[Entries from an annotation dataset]
+++

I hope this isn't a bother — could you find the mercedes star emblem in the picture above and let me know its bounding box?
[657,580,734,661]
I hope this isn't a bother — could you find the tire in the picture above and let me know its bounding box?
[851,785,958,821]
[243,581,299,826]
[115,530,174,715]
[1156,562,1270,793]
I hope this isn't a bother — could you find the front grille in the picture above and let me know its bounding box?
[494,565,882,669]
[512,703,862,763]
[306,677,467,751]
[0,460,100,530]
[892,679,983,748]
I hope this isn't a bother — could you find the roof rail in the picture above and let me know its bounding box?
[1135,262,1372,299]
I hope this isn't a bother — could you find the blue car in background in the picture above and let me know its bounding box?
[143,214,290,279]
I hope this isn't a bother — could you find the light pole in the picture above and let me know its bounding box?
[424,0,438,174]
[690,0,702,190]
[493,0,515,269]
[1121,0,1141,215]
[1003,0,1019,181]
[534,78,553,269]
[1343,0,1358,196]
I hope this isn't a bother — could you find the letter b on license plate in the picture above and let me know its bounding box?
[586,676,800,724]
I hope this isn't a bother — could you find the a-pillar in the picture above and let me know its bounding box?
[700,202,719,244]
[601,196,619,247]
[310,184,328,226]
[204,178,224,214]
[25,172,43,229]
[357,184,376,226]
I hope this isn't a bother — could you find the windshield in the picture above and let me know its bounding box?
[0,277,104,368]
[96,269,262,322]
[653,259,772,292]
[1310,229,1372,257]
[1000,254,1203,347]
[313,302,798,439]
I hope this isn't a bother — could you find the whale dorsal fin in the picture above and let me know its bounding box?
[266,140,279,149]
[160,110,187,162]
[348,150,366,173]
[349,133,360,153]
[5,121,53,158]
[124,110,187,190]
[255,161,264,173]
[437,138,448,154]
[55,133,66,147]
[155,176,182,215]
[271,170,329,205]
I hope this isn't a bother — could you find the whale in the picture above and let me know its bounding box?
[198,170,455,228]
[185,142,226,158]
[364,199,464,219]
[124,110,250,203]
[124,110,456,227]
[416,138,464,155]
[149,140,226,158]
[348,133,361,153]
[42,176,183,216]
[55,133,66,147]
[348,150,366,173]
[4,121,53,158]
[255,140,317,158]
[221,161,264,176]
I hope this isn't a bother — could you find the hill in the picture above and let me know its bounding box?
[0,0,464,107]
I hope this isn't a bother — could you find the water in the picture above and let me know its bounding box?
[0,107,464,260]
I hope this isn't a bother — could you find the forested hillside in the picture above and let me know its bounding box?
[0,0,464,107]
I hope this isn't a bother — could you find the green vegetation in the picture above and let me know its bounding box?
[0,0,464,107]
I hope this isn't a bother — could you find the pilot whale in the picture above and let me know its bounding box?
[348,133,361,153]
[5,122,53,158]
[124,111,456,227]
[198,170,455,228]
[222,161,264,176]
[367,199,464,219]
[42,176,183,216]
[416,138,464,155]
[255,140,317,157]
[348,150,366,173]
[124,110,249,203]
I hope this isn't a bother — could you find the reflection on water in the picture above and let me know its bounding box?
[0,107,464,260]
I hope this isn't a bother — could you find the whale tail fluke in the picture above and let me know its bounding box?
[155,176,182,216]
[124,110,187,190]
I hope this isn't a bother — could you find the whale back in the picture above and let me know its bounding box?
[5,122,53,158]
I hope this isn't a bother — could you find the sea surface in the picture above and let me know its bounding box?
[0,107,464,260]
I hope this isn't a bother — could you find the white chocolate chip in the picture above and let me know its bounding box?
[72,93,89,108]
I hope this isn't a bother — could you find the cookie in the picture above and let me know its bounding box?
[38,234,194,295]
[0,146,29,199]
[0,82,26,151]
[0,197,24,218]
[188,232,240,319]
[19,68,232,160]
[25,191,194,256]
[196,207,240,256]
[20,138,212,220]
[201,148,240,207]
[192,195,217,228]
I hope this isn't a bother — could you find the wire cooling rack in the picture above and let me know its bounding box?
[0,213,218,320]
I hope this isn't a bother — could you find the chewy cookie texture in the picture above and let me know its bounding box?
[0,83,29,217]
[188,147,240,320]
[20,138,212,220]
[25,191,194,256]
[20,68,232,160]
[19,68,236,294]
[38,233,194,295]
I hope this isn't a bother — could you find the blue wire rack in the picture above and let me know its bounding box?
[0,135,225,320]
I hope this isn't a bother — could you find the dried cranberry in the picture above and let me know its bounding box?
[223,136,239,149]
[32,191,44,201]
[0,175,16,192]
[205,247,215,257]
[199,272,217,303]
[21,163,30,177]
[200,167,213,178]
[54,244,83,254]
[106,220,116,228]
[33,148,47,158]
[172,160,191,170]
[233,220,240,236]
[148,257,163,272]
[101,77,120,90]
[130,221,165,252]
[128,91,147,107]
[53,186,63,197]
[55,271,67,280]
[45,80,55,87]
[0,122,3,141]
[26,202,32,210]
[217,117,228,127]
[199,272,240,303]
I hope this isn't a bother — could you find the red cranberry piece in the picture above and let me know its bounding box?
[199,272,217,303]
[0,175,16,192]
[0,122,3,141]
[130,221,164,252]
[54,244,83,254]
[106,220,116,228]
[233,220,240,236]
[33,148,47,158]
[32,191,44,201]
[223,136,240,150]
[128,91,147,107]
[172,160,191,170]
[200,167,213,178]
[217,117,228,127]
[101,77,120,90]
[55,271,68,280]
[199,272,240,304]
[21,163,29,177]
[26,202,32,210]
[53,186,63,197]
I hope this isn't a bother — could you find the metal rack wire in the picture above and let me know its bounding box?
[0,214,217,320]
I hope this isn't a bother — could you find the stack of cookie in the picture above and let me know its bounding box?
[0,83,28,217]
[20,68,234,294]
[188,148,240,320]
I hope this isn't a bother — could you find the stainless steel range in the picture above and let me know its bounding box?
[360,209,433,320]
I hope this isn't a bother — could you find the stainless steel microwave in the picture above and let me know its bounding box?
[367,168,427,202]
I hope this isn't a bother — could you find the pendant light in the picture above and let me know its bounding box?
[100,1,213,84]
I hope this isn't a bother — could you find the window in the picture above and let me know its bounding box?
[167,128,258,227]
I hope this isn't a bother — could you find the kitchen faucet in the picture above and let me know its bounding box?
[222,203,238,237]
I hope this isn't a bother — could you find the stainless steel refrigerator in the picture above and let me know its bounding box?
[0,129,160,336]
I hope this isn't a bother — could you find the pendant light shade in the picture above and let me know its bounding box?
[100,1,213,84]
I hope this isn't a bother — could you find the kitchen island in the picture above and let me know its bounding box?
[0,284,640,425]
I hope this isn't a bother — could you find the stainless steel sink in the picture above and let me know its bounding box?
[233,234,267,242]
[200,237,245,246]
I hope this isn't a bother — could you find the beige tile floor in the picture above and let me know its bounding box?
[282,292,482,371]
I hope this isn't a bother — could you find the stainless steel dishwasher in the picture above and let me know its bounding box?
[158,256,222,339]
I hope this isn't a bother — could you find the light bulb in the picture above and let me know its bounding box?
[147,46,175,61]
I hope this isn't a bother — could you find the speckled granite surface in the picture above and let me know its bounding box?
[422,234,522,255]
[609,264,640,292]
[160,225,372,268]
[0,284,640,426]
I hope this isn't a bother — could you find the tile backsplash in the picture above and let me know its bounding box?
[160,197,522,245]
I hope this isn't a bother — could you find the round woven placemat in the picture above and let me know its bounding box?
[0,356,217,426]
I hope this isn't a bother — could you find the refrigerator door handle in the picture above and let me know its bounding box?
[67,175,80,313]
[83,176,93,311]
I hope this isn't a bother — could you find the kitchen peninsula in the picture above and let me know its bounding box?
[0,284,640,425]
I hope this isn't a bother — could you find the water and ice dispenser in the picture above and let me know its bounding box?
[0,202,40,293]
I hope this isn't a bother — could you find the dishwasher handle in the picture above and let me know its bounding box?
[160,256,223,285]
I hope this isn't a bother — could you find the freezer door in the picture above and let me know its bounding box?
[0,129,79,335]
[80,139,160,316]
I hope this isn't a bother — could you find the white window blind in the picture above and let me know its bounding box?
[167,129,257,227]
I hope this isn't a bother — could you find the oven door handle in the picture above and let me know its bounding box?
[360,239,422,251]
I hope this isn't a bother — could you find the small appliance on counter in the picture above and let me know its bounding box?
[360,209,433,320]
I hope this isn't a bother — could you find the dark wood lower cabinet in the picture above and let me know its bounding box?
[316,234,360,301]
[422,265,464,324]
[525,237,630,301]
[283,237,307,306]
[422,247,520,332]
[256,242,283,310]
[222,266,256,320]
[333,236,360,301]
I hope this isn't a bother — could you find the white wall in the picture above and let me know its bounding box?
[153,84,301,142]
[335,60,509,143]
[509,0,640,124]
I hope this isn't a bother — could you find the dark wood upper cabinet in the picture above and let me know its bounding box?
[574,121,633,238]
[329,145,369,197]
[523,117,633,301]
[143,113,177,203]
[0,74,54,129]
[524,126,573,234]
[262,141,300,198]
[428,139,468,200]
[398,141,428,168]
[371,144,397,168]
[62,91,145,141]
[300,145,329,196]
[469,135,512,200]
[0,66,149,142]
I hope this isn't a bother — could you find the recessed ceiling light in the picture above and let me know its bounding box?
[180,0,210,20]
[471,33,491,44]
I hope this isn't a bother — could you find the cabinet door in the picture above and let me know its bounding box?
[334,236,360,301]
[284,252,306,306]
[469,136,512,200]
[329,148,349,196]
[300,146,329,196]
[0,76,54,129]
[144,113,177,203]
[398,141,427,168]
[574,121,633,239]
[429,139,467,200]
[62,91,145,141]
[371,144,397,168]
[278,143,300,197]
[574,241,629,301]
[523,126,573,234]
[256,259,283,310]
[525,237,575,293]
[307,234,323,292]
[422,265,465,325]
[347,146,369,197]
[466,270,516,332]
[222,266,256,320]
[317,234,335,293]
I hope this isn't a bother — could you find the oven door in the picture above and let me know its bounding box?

+++

Copy out the data again, beginning at the line that contains "the kitchen peninsula" and ending after the line that contains "[509,0,640,124]", with every request line kept as it stands. In each answer, increase every bounding-box coordinate by 103.

▶ SOLVED EXERCISE:
I hope this isn't a bother — could you find the kitchen peninsula in the picture above and let me know its bounding box?
[103,387,743,528]
I hope this isn't a bother — could you find the water and ice dispenser in the picture above and let me know its bounding box?
[103,305,143,396]
I hope this isn't a bother — could you find the dishwasher handle in the picture above and let me know its bounding box?
[263,359,326,388]
I hope this isn't a bother — could you find the freezer door in the picture above and let me know its bounding box?
[103,232,182,438]
[183,242,263,419]
I hope this isn't a bother — could you find the white window blind in the picture above and let me know its bounding box?
[270,232,360,330]
I hope this isn't a bother — could you find the oven door handle in the picture above and let me know its bounding box?
[463,342,525,354]
I hope this isn't a bother — could you find the small appliance on counter in the picture above and let me know its bounding box?
[463,312,536,423]
I hope this isn't a bother — could you find the dark wood lower cabinet in the picture above and let me know its bounding box?
[419,337,463,404]
[525,368,567,427]
[628,340,733,404]
[386,340,410,409]
[525,350,623,435]
[359,345,386,413]
[325,369,359,423]
[436,339,463,404]
I hope this isn't a bother — could you find the white wall in the picture above and let me know its bounding box?
[256,187,404,245]
[438,163,612,246]
[612,103,743,227]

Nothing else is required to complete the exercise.